:: Extract ::
++++

# Can't seem to lower pH



## DJKronik57 (Apr 17, 2006)

I've got a 20 long that seems to have a pH of around 7.8 and I can't get it to drop using DIY CO2. The water from the tap has a pH of around 9, but it usually drops down to around 7 within 24 hours (even without CO2). My other tanks stabilize with CO2 around 6.8. This tank had dropped to 7.2, but now its back up to 7.8, even though I haven't changed anything! My KH is between 6 and 7 and the GH is 75ppm. How can I lower the pH safely without pressurized CO2? Should I add another CO2 bottle?


----------



## niko (Jan 28, 2004)

I'd first look for better ways to disolve the CO2.

If you have a diffuser don't just let the bubbles go up to the surface. Put the diffuser under a small powerhead. The efficiency of the CO2 solubilization is increased at least 50% if not 75%.

If you don't have a diffuser just wedge the end of the CO2 tubing in the intake of the powerhead. Compared to the diffuser/powerhead combo you will see bigger bubbles coming out of the powerhead.

++++

:: Data block ::
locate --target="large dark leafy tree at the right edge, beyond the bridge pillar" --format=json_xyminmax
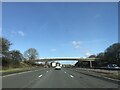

++++

:: Task directions ::
Please list every distinct pH value mentioned in the pH thread. The material that comes after the pH thread is separate from it.

:: Response area ::
- 7.8
- 9
- 7
- 6.8
- 7.2